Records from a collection

►

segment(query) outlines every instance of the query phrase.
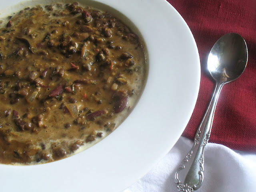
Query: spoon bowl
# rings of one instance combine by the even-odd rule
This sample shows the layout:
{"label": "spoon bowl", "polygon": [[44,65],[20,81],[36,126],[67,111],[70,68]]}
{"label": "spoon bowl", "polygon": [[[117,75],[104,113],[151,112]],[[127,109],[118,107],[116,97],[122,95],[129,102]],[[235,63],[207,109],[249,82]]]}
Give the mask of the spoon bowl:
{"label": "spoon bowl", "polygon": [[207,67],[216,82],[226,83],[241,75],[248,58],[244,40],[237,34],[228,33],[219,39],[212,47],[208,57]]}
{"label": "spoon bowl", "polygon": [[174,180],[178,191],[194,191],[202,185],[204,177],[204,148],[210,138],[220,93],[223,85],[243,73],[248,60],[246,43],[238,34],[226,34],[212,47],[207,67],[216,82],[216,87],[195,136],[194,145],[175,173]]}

◄

■ **Goal of the exercise**
Your copy of the data should match it exactly, except that pictures are left out.

■ **Written solution**
segment(query) outlines every instance of the query phrase.
Query: spoon bowl
# rings of one instance combine by the even-odd rule
This sample shows the layout:
{"label": "spoon bowl", "polygon": [[44,65],[20,81],[36,126],[67,111],[70,68]]}
{"label": "spoon bowl", "polygon": [[[117,75],[104,113],[151,112]],[[127,109],[118,107],[116,97],[122,95],[129,102]],[[235,63],[207,109],[249,82]]]}
Give the mask of the spoon bowl:
{"label": "spoon bowl", "polygon": [[207,67],[216,82],[226,83],[241,75],[248,58],[244,40],[237,34],[228,33],[219,39],[212,47],[208,57]]}
{"label": "spoon bowl", "polygon": [[174,180],[178,191],[194,191],[202,185],[204,177],[204,148],[210,138],[220,93],[223,85],[243,73],[248,60],[246,43],[238,34],[226,34],[212,47],[207,67],[216,82],[216,87],[195,136],[194,145],[175,173]]}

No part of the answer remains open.